Activity: Find where "Mark the region" appears in the records below, then return that line and every later line exactly, stopping only at the last line.

(Saved entries)
────────────────────

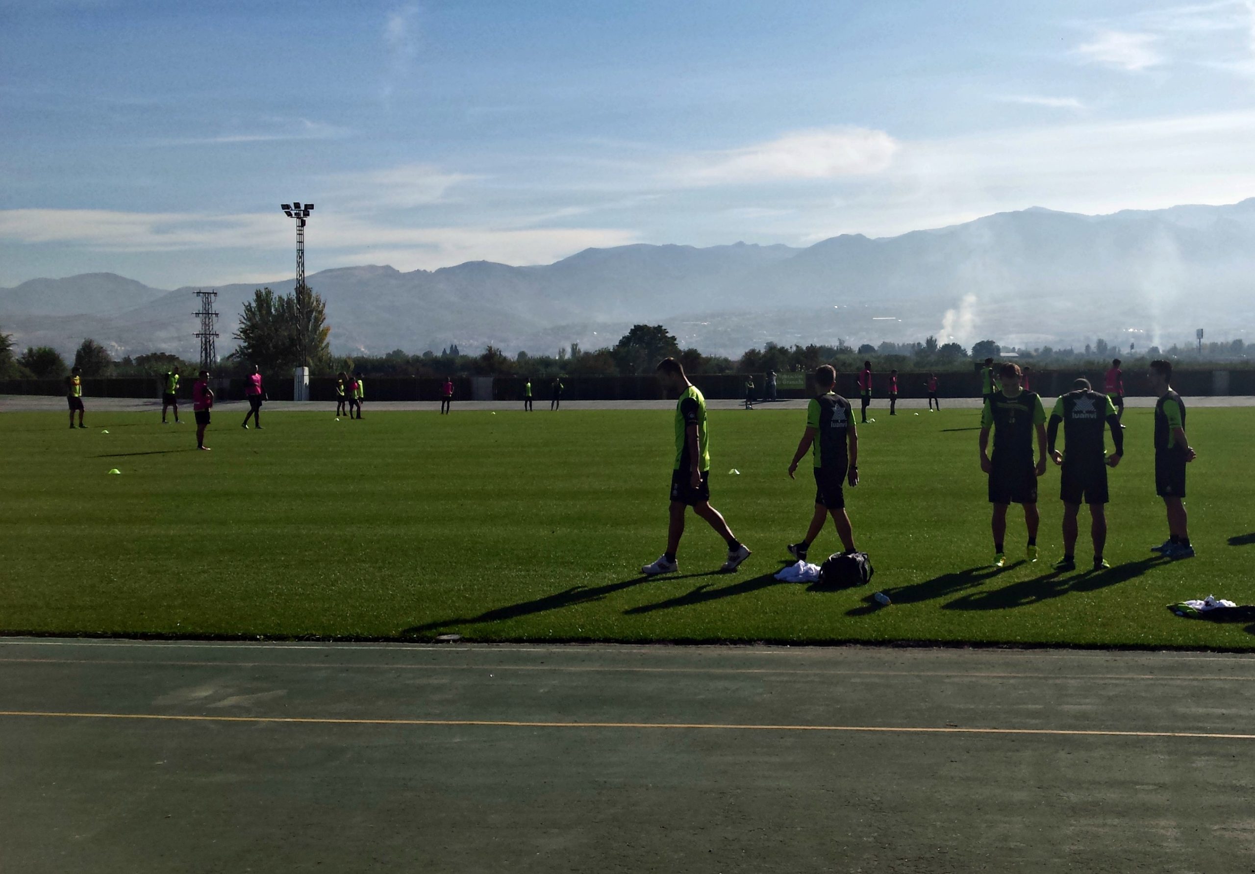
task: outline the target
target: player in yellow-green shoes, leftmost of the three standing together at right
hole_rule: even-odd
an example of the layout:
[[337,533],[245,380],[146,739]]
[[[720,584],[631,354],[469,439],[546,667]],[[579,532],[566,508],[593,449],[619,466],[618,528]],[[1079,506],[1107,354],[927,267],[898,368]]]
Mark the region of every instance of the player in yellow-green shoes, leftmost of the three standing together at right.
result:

────────────────────

Response to this task:
Mark the region of every instance of the player in yellow-green shoes, leftmost of the three standing together at right.
result:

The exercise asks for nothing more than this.